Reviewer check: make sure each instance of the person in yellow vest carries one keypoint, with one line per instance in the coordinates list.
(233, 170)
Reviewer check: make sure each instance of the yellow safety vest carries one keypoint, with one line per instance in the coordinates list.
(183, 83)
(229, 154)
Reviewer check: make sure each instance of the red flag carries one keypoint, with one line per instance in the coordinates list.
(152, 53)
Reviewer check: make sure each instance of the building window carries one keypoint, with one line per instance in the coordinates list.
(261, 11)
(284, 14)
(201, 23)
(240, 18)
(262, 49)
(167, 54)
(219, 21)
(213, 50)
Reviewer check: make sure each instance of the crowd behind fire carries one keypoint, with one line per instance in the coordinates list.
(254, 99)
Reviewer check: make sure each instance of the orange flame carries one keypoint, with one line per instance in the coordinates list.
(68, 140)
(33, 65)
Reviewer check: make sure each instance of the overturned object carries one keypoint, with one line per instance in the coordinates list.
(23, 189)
====================
* _Task to carry out_
Convert the records above into a two-column CSV with the header instruction,keypoints, one row per record holding its text and then its answer. Put each value in one double-quoted field, replacing any line breaks with spaces.

* _Answer to the problem_
instruction,keypoints
"Reviewer check: make sure each instance of the person in yellow vest carries one keypoint, with one line per instance in the coordinates list.","(233, 170)"
"Reviewer check: make sure each instance of the yellow safety vest carries one keypoint, with one line per instance in the coordinates list.","(183, 83) (229, 154)"
"Reviewer check: make sure each instance of the red flag carries one keypoint, with one line per instance in the coordinates list.","(152, 53)"
"Reviewer check: make sure each instance of the building window carries one keypoint, with one line per instance in the coordinates list.","(261, 11) (284, 14) (201, 23) (240, 18) (262, 49) (167, 54) (219, 21) (213, 50)"
"Reviewer check: make sure each instance of the crowd behind fire carries one keypoint, with one line per instance in the coordinates list.","(254, 99)"
"Reviewer check: make sure each instance of the orange flame carries one keypoint, with one line per instance in the coordinates list.","(68, 140) (33, 65)"
"Reviewer check: make sure each instance of the overturned object carries one keypoint, with one line per instance in the coordinates list.","(23, 189)"